Write out the entries below exactly as they stand. Skip every image.

BEGIN

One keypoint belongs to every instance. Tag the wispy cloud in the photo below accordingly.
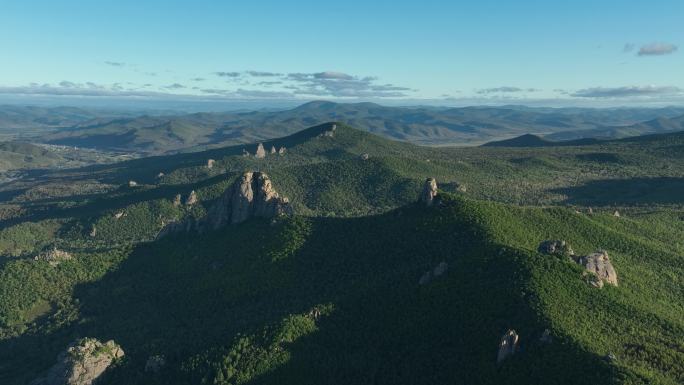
(627, 92)
(504, 89)
(657, 49)
(263, 74)
(175, 86)
(115, 63)
(224, 74)
(339, 84)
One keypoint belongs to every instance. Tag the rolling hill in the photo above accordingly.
(335, 293)
(433, 126)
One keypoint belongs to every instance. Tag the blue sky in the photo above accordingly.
(440, 52)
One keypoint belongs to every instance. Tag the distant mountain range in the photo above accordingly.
(429, 126)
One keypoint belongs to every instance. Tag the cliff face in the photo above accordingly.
(250, 196)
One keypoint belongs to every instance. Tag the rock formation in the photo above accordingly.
(546, 337)
(429, 192)
(260, 152)
(155, 363)
(53, 256)
(82, 363)
(429, 275)
(555, 247)
(600, 266)
(192, 198)
(252, 195)
(508, 345)
(331, 132)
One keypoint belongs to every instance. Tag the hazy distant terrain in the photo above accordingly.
(161, 134)
(361, 283)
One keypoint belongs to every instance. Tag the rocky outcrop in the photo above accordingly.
(546, 337)
(82, 363)
(53, 256)
(508, 346)
(260, 152)
(252, 195)
(155, 364)
(192, 198)
(556, 247)
(429, 275)
(429, 192)
(598, 264)
(329, 133)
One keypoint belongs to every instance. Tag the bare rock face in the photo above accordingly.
(260, 152)
(508, 346)
(556, 247)
(599, 265)
(192, 198)
(82, 363)
(177, 200)
(155, 364)
(53, 256)
(331, 132)
(252, 195)
(429, 275)
(429, 192)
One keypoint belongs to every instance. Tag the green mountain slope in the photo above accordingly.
(438, 126)
(333, 294)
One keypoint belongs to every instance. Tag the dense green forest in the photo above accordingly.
(334, 293)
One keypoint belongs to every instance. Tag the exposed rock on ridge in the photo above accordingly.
(252, 195)
(599, 264)
(82, 363)
(429, 192)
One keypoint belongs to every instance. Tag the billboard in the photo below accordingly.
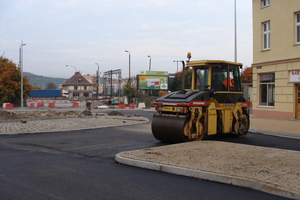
(155, 81)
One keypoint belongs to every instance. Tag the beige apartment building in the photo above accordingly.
(276, 59)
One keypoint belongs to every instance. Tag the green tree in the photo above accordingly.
(129, 91)
(50, 86)
(246, 76)
(177, 84)
(10, 82)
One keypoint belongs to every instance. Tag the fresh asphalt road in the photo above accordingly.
(80, 165)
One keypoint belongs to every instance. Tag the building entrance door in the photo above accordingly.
(298, 102)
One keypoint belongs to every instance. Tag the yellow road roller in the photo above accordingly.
(213, 105)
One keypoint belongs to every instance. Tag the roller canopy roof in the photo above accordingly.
(195, 63)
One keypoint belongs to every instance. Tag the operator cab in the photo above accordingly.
(221, 77)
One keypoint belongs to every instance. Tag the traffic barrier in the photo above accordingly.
(122, 106)
(9, 106)
(51, 105)
(40, 105)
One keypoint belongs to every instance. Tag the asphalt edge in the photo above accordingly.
(77, 129)
(210, 176)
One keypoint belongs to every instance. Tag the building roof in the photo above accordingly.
(77, 79)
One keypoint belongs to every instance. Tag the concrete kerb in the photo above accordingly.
(276, 134)
(74, 129)
(210, 176)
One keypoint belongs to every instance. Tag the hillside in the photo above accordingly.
(42, 81)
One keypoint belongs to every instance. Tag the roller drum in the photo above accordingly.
(168, 129)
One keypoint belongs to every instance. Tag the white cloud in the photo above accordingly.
(80, 33)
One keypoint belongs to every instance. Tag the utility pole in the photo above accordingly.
(97, 93)
(21, 66)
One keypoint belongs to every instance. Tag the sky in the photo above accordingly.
(80, 33)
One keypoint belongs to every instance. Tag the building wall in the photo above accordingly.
(281, 15)
(282, 57)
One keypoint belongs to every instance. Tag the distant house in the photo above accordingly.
(276, 59)
(78, 87)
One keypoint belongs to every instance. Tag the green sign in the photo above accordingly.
(153, 82)
(154, 73)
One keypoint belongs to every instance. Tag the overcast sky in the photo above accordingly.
(84, 32)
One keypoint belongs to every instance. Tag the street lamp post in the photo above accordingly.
(21, 66)
(149, 63)
(97, 81)
(76, 80)
(235, 35)
(129, 62)
(177, 63)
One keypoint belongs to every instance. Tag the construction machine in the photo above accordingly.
(213, 105)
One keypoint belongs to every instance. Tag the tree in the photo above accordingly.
(36, 87)
(10, 82)
(162, 93)
(129, 91)
(50, 86)
(177, 84)
(246, 76)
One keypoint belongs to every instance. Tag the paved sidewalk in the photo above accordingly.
(270, 170)
(283, 128)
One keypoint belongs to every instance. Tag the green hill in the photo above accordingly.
(42, 81)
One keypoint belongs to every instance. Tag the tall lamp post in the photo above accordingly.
(76, 81)
(177, 63)
(97, 81)
(21, 66)
(149, 63)
(129, 62)
(235, 37)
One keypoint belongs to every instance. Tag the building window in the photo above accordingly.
(265, 3)
(298, 28)
(267, 89)
(266, 35)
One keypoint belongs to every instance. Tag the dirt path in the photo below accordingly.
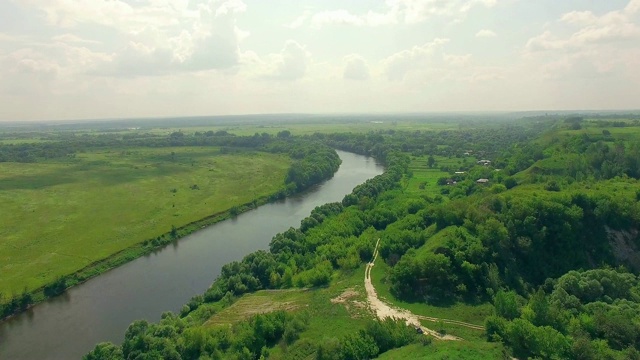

END

▶ [TASK RESULT]:
One keypoint belongs to every instance. Tag the wispy cloud in the photo below accordingly.
(627, 92)
(504, 89)
(657, 49)
(263, 74)
(175, 86)
(115, 63)
(224, 74)
(339, 84)
One keypoint belongs to every instance. Tag the rolling hill in the photo above accordingly.
(335, 293)
(433, 126)
One keypoint belongs to every instance. Tag the blue sky in the photo above accordingly.
(440, 52)
One keypoint belongs to every instance. Tag the distant mountain range in the photo above accordingly.
(429, 126)
One keypoint belongs to every instance. Tag the cliff face in the photo above accordingly.
(250, 196)
One keypoint belongs to every instance. Tag the rock formation in the photo above accordingly.
(546, 337)
(429, 192)
(260, 152)
(155, 363)
(53, 256)
(82, 363)
(429, 275)
(555, 247)
(600, 266)
(192, 198)
(252, 195)
(508, 345)
(331, 132)
One keypoint belongs to every instance. Tag the hazy distant terrain in the photo above accordingly.
(161, 134)
(361, 283)
One keypoint belongs to every instance. Tag the rocky outcrop in the photo above accordingly.
(546, 337)
(82, 363)
(53, 256)
(508, 346)
(260, 152)
(252, 195)
(155, 364)
(192, 198)
(556, 247)
(429, 275)
(429, 192)
(598, 264)
(329, 133)
One keypoint belongs to every instance. Tag the bare rock face in the photo above accordingly.
(260, 152)
(508, 346)
(556, 247)
(599, 265)
(192, 198)
(82, 363)
(177, 200)
(155, 364)
(53, 256)
(331, 132)
(252, 195)
(429, 275)
(429, 192)
One keypoint belongs to every instance. Tag the green mountain slope in the photo above accordingly.
(438, 126)
(333, 294)
One keypoint belongs to every instance. Tag the dense green forest in the photo above accordingly.
(334, 293)
One keypoint belongs to every instance. Tag the exposed rock on ridge in the photo above accordingly.
(252, 195)
(599, 264)
(82, 363)
(429, 192)
One keypoint belongs to every instance. Tag the billboard in the photo below accordingly.
(155, 81)
One keypoint belongs to every instance. Tag the beige apartment building in the photo above accordingly.
(276, 59)
One keypoint belongs to every instance. Tag the green tree in the photo above accordingly.
(129, 91)
(50, 86)
(246, 76)
(177, 84)
(10, 82)
One keypoint belongs to every instance. Tag the fresh asphalt road in the photo above accordingly.
(80, 165)
One keypoint belongs to every instance. Tag the building entrance door in the photo above accordingly.
(298, 102)
One keypoint belongs to every instance. Tag the yellow road roller in the photo above accordingly.
(213, 105)
One keypoint belongs to every instance. Tag the roller canopy roof in the photo above accordingly.
(195, 63)
One keypoint belongs to every instance. Tag the operator cab in the photo above accordingly.
(221, 77)
One keypoint belongs to every instance. Tag the traffic barrier in the photo above accordingly.
(122, 106)
(9, 106)
(51, 105)
(40, 105)
One keypoint belongs to every instance. Tag the asphalt edge in the photo above accordingly.
(77, 129)
(210, 176)
One keypoint belongs to every instance. Tag the building roof in the photo above accordingly.
(77, 79)
One keypoint belongs to every instance. Tag the concrete kerb in the photo above accordingly.
(276, 134)
(74, 129)
(210, 176)
One keypoint belongs to every instance. Tag the hillside in the photo above accordingly.
(42, 81)
One keypoint belongs to every instance. Tag the roller drum in the photo above accordingly.
(168, 129)
One keypoint belongs to every instance. Tag the white cloud in the photo above accordingly.
(80, 33)
One keypoint belongs to every instance. Tag the utility pole in the photo above accordingly.
(97, 93)
(21, 66)
One keypoint belongs to every instance. Tag the sky in the photo above accordingly.
(80, 33)
One keypoint belongs to every instance. Tag the building wall in the photo above accordingly.
(281, 15)
(282, 57)
One keypoint belongs to every instance. Tag the distant house in the photo above accordingly.
(276, 59)
(78, 87)
One keypoint belongs to every instance. Tag the green sign in the photo above accordingly.
(153, 82)
(154, 73)
One keypoint belongs to every instance. Tag the overcast sky in the photo above accordingly.
(84, 32)
One keypoint belongs to every instance. Tag the street lamp post in the photo above accordingly.
(21, 66)
(149, 63)
(97, 81)
(76, 80)
(235, 35)
(129, 62)
(177, 63)
One keypoint belongs to every instance. Tag the construction machine in the photo above accordingly.
(213, 105)
One keypoint belongs to every instance. Tag the tree in the photo above accordingly.
(36, 87)
(10, 82)
(162, 93)
(129, 91)
(50, 86)
(177, 84)
(246, 76)
One keypoint belongs to every instance. Tag the paved sidewalk in the photo above accordingly.
(270, 170)
(283, 128)
One keypoint belongs to every instance. Tag the green hill in the photo above accordingly.
(42, 81)
One keypoint belongs to every instance. Tag the tall lamp post in the photo above accordingly.
(76, 81)
(177, 63)
(97, 81)
(21, 66)
(149, 63)
(129, 62)
(235, 37)
One keypoint belongs to every instance. Tag the building window in the photo above accordingly.
(265, 3)
(298, 28)
(267, 89)
(266, 35)
One keypoint belongs to every instance. Tag the dirt path in the photo below accordingly.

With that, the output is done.